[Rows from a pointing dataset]
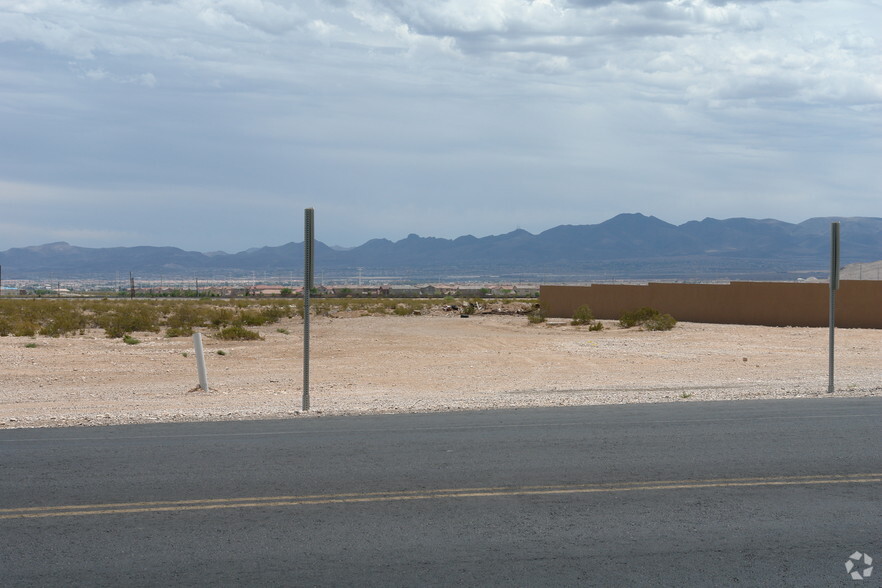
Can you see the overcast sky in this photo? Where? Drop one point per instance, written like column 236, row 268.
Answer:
column 211, row 124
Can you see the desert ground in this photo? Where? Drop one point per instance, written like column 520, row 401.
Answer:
column 441, row 362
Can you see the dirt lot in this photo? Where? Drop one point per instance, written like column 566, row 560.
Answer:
column 420, row 363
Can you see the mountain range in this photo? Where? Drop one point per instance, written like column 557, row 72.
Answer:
column 628, row 246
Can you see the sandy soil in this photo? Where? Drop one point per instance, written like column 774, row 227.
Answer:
column 420, row 363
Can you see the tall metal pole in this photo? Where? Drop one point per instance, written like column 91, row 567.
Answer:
column 834, row 285
column 308, row 258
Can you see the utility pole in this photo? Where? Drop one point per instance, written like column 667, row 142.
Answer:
column 308, row 258
column 834, row 285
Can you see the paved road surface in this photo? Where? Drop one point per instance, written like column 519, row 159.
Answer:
column 750, row 493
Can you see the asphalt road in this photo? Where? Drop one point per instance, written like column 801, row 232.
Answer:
column 749, row 493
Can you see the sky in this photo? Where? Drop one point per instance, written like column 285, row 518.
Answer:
column 211, row 125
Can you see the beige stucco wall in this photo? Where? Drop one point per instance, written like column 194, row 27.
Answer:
column 780, row 304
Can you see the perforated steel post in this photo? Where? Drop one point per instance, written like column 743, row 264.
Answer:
column 308, row 255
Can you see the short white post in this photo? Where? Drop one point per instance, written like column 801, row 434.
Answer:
column 200, row 361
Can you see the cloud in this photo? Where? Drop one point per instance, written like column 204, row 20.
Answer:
column 399, row 116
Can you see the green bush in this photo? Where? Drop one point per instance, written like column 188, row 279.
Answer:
column 583, row 316
column 129, row 317
column 648, row 318
column 238, row 333
column 537, row 315
column 662, row 322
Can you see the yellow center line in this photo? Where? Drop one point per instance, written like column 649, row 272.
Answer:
column 352, row 498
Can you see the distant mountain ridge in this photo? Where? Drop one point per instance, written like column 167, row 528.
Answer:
column 628, row 246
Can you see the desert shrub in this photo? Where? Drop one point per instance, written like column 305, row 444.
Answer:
column 537, row 315
column 63, row 318
column 129, row 317
column 183, row 319
column 238, row 333
column 583, row 316
column 661, row 322
column 647, row 318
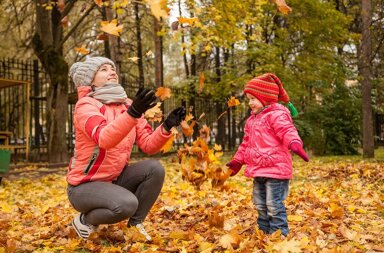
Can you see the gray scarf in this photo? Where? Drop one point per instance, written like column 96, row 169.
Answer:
column 109, row 93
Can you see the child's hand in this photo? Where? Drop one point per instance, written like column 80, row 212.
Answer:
column 297, row 148
column 234, row 166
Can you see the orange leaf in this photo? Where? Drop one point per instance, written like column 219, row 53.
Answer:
column 283, row 7
column 201, row 82
column 99, row 3
column 168, row 145
column 111, row 27
column 233, row 102
column 154, row 114
column 82, row 50
column 189, row 21
column 187, row 129
column 163, row 93
column 158, row 8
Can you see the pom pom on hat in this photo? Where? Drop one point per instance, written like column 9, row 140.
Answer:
column 268, row 89
column 83, row 73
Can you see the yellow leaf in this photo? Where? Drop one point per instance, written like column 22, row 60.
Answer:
column 6, row 208
column 295, row 218
column 158, row 8
column 168, row 145
column 285, row 246
column 189, row 21
column 111, row 27
column 283, row 7
column 99, row 3
column 233, row 102
column 134, row 59
column 82, row 50
column 154, row 114
column 163, row 93
column 201, row 82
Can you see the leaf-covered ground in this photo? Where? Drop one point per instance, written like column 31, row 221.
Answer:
column 334, row 205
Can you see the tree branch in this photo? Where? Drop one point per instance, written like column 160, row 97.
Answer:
column 68, row 7
column 75, row 26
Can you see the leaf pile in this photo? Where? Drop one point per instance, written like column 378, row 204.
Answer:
column 333, row 206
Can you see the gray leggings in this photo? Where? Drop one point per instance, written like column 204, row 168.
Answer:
column 131, row 196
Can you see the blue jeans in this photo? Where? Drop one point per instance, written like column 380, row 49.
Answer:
column 269, row 195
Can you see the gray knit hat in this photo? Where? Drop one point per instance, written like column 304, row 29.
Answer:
column 83, row 73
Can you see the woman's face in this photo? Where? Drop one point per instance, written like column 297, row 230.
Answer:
column 105, row 74
column 254, row 103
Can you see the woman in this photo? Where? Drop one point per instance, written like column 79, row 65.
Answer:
column 102, row 184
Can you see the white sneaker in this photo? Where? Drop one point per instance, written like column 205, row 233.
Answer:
column 83, row 230
column 142, row 231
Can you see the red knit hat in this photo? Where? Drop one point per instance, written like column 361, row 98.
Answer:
column 267, row 88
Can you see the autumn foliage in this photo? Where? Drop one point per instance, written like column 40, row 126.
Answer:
column 333, row 206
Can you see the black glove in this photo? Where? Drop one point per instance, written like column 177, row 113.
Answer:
column 175, row 118
column 144, row 100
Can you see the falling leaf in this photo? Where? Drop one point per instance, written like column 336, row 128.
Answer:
column 186, row 128
column 111, row 27
column 154, row 114
column 286, row 246
column 134, row 59
column 158, row 8
column 82, row 50
column 233, row 102
column 175, row 25
column 201, row 82
column 189, row 21
column 283, row 7
column 149, row 54
column 168, row 145
column 99, row 3
column 163, row 93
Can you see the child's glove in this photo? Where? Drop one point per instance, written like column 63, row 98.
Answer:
column 175, row 118
column 144, row 100
column 297, row 148
column 234, row 166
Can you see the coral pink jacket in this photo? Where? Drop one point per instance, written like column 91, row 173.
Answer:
column 264, row 149
column 105, row 134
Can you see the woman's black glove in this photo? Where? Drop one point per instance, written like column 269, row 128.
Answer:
column 175, row 118
column 144, row 100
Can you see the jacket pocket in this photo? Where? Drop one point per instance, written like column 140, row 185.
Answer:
column 92, row 161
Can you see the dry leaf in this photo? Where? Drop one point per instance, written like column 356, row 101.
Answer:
column 189, row 21
column 283, row 7
column 163, row 93
column 82, row 50
column 111, row 27
column 233, row 102
column 201, row 82
column 158, row 8
column 154, row 114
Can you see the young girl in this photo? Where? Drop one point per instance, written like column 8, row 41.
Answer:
column 269, row 135
column 102, row 184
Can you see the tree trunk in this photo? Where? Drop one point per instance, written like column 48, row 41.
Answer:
column 159, row 79
column 139, row 45
column 47, row 47
column 113, row 42
column 366, row 74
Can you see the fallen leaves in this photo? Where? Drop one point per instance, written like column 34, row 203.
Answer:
column 329, row 210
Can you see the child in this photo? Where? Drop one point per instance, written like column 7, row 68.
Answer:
column 269, row 135
column 102, row 184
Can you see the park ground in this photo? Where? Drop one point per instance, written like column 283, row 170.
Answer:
column 335, row 204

## Stated goal:
Put all the lines above into a JSON list of strings, one string per line, with blank lines skipped. Leave the pictures out of the answer.

## Response to this exercise:
[
  "Can you see the overcast sky in this photo? Where? Drop one point per instance, written like column 236, row 268.",
  "Answer:",
  "column 211, row 124",
  "Can you see the desert ground in this photo? Where? Drop one point per instance, written like column 520, row 401.",
  "Answer:",
  "column 441, row 362",
  "Can you see the dirt lot in this photo? Where? Drop one point per instance, written like column 566, row 560.",
  "Answer:",
  "column 420, row 363",
  "Can you see the mountain range in this photo? Where? Drop one point per instance, written like column 557, row 72.",
  "Answer:",
  "column 628, row 246",
  "Can you see the sandy soil in this photo? Where? Drop one point per instance, written like column 774, row 227.",
  "Answer:",
  "column 420, row 363",
  "Can you see the tall metal pole in this photo? Where? Drop one point per instance, written like column 91, row 567.",
  "Answer:",
  "column 834, row 285",
  "column 308, row 258",
  "Can you see the utility pole in this photo? Where? Drop one point per instance, written like column 667, row 142.",
  "Answer:",
  "column 308, row 258",
  "column 834, row 285",
  "Can you see the paved road surface in this photo? Where? Drop one point per instance, written like column 519, row 159.",
  "Answer:",
  "column 750, row 493",
  "Can you see the asphalt road in this photo? Where? Drop one point per instance, written like column 801, row 232.",
  "Answer:",
  "column 749, row 493",
  "Can you see the sky in this photo? Where? Drop one point per instance, written like column 285, row 518.",
  "Answer:",
  "column 211, row 125",
  "Can you see the beige stucco wall in this photo? Where? Drop one point per instance, written like column 194, row 27.",
  "Answer:",
  "column 780, row 304",
  "Can you see the perforated steel post in this photo? Where? Drop one point per instance, written like column 743, row 264.",
  "Answer:",
  "column 308, row 255",
  "Can you see the short white post in this photo? Where? Drop one point per instance, written like column 801, row 434.",
  "Answer:",
  "column 200, row 361",
  "Can you see the cloud in this photo? Where? Drop one point per instance, written like column 204, row 20.",
  "Answer:",
  "column 399, row 116",
  "Can you see the green bush in this photo? Where? Drop one point per instance, written like column 188, row 279.",
  "Answer:",
  "column 583, row 316",
  "column 129, row 317",
  "column 648, row 318",
  "column 238, row 333",
  "column 537, row 315",
  "column 662, row 322",
  "Can you see the yellow center line in this photo? Where? Drop one point per instance, written like column 649, row 272.",
  "Answer:",
  "column 352, row 498",
  "Can you see the distant mountain ridge in this photo? Where? Drop one point per instance, written like column 167, row 528.",
  "Answer:",
  "column 628, row 246",
  "Can you see the desert shrub in this photo? Where? Drop one point per instance, written like column 305, row 444.",
  "Answer:",
  "column 537, row 315",
  "column 63, row 318",
  "column 129, row 317",
  "column 183, row 319",
  "column 238, row 333",
  "column 583, row 316",
  "column 661, row 322",
  "column 647, row 318",
  "Can you see the gray scarf in this photo? Where? Drop one point per instance, written like column 96, row 169.",
  "Answer:",
  "column 109, row 93",
  "Can you see the child's hand in this photo? Where? Drop one point per instance, written like column 80, row 212.",
  "Answer:",
  "column 297, row 148",
  "column 234, row 166",
  "Can you see the orange leaf in this photo? Where? Drop one point per instance, written like column 219, row 53.",
  "Answer:",
  "column 283, row 7",
  "column 201, row 82",
  "column 99, row 3",
  "column 168, row 145",
  "column 111, row 27",
  "column 233, row 102",
  "column 154, row 114",
  "column 82, row 50",
  "column 189, row 21",
  "column 187, row 129",
  "column 163, row 93",
  "column 158, row 8",
  "Can you see the pom pom on hat in this photo? Where? Drop one point per instance, written like column 9, row 140.",
  "Answer:",
  "column 268, row 89",
  "column 83, row 73",
  "Can you see the yellow leaf in this photo? Where? Drop one point per instance, written like column 22, row 60.",
  "Answer:",
  "column 6, row 208",
  "column 295, row 218",
  "column 158, row 8",
  "column 168, row 145",
  "column 285, row 246",
  "column 189, row 21",
  "column 111, row 27",
  "column 283, row 7",
  "column 99, row 3",
  "column 233, row 102",
  "column 134, row 59",
  "column 82, row 50",
  "column 154, row 114",
  "column 163, row 93",
  "column 201, row 82",
  "Can you see the leaf-covered ground in this photo? Where? Drop one point per instance, written like column 31, row 221.",
  "Answer:",
  "column 334, row 205",
  "Can you see the tree branch in this photo? Where? Drop one point per instance, written like column 160, row 97.",
  "Answer:",
  "column 68, row 7",
  "column 75, row 26",
  "Can you see the leaf pile in this photo? Where? Drop one point per instance, written like column 378, row 204.",
  "Answer:",
  "column 333, row 206",
  "Can you see the gray leggings in this photo? Where? Drop one point per instance, written like column 204, row 168.",
  "Answer:",
  "column 131, row 196",
  "Can you see the blue jeans in this photo? Where? Drop one point per instance, written like column 380, row 49.",
  "Answer:",
  "column 269, row 195",
  "Can you see the gray knit hat in this photo? Where? Drop one point per instance, written like column 304, row 29.",
  "Answer:",
  "column 83, row 73",
  "Can you see the woman's face in this photo? Where? Drop one point per instance, written like column 297, row 230.",
  "Answer:",
  "column 105, row 74",
  "column 254, row 103",
  "Can you see the woman in this photo? Where? Drop one point per instance, written like column 79, row 65.",
  "Answer:",
  "column 102, row 184",
  "Can you see the white sneaker in this photo? Where? Drop one point per instance, written like column 205, row 233.",
  "Answer:",
  "column 83, row 230",
  "column 142, row 231",
  "Can you see the red knit hat in this photo? Where? Drop one point per instance, written like column 361, row 98.",
  "Answer:",
  "column 267, row 88",
  "Can you see the autumn foliage in this photo? Where? Drop one point per instance, written like column 40, row 126.",
  "Answer:",
  "column 333, row 206",
  "Can you see the black glove in this photo? Where? Drop one point per instance, written like column 177, row 113.",
  "Answer:",
  "column 175, row 118",
  "column 144, row 100",
  "Can you see the falling leaf in this photo? Where? Drop one point per instance, written like column 336, row 128.",
  "Answer:",
  "column 186, row 128",
  "column 111, row 27",
  "column 154, row 114",
  "column 286, row 246",
  "column 134, row 59",
  "column 158, row 8",
  "column 82, row 50",
  "column 233, row 102",
  "column 175, row 25",
  "column 201, row 82",
  "column 189, row 21",
  "column 283, row 7",
  "column 149, row 54",
  "column 168, row 145",
  "column 99, row 3",
  "column 163, row 93",
  "Can you see the child's glove in this photo? Where? Drop one point per instance, written like column 63, row 98.",
  "Answer:",
  "column 175, row 118",
  "column 144, row 100",
  "column 297, row 148",
  "column 234, row 166",
  "Can you see the coral pink jacket in this photo? Where? Drop one point per instance, written like column 91, row 173.",
  "Answer:",
  "column 264, row 149",
  "column 105, row 134",
  "Can you see the woman's black glove in this photo? Where? Drop one point per instance, written like column 269, row 128.",
  "Answer:",
  "column 175, row 118",
  "column 144, row 100",
  "Can you see the jacket pocket in this photo? Where? Drop one point per instance, written like column 140, row 185.",
  "Answer:",
  "column 92, row 161",
  "Can you see the dry leaf in this photo? Where? Drop one point per instance, written like column 356, row 101.",
  "Answer:",
  "column 189, row 21",
  "column 283, row 7",
  "column 163, row 93",
  "column 82, row 50",
  "column 111, row 27",
  "column 233, row 102",
  "column 201, row 82",
  "column 158, row 8",
  "column 154, row 114",
  "Can you see the young girl in this photo? Where? Drop one point per instance, written like column 8, row 41.",
  "Answer:",
  "column 269, row 135",
  "column 102, row 184",
  "Can you see the tree trunk in this photo? Where? Drop one point per instance, written like column 48, row 41.",
  "Answer:",
  "column 159, row 79",
  "column 139, row 45",
  "column 47, row 47",
  "column 113, row 42",
  "column 366, row 74",
  "Can you see the fallen leaves in this photo? Where? Drop one point per instance, written like column 34, row 203.",
  "Answer:",
  "column 329, row 210",
  "Can you see the child in this photo? Where? Drop one point per instance, written like column 7, row 68.",
  "Answer:",
  "column 269, row 135",
  "column 102, row 184",
  "Can you see the park ground in this photo? Where? Drop one point per instance, written like column 283, row 170.",
  "Answer:",
  "column 335, row 204"
]